- [What to work on] Copy out the lines starting with the line that contains "unit in the photo above." and going on through the end of the records, requests included. Shift each coordinate in the answers by adding 102 to it.

--- BEGIN ---

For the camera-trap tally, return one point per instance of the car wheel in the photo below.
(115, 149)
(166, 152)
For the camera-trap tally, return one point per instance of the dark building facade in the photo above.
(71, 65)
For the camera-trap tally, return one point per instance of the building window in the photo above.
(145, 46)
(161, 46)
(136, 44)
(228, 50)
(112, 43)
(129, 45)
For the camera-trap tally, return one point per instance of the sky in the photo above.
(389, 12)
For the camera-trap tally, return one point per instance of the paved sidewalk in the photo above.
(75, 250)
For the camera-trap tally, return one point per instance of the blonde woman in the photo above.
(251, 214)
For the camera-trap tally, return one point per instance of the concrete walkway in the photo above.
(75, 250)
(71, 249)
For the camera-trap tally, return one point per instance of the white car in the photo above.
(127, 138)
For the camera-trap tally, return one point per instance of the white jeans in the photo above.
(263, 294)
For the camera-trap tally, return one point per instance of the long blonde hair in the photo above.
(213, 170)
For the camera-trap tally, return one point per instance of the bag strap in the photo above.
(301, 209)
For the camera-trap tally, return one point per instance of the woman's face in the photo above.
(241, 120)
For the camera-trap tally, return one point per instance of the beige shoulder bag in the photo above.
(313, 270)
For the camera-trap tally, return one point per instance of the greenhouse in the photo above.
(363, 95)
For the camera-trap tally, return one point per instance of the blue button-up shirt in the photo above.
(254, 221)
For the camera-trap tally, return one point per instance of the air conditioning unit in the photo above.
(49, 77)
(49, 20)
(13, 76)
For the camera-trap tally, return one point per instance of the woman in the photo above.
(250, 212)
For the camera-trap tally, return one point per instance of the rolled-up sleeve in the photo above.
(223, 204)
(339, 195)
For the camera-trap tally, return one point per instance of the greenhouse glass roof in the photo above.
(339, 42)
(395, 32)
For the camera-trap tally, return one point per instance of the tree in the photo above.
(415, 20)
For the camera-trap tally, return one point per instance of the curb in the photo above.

--- END ---

- [Result of this exercise]
For the camera-trap tally, return one point per instance of the air conditioning unit in the photo above.
(151, 179)
(151, 122)
(115, 178)
For the camera-trap tally, return one point per instance of the woman in the photo above.
(352, 314)
For the camera-trap tally, return one point per instance of the rolled-up sleeve in the photo above.
(325, 306)
(441, 297)
For the camera-trap tally, return one point per instance of the greenhouse glass roof in the photo above.
(441, 144)
(497, 134)
For the camera-trap tally, return one point per instance of the tree in the photo above.
(517, 122)
For the camera-trap tally, return one point per instance of the curb in the photo above.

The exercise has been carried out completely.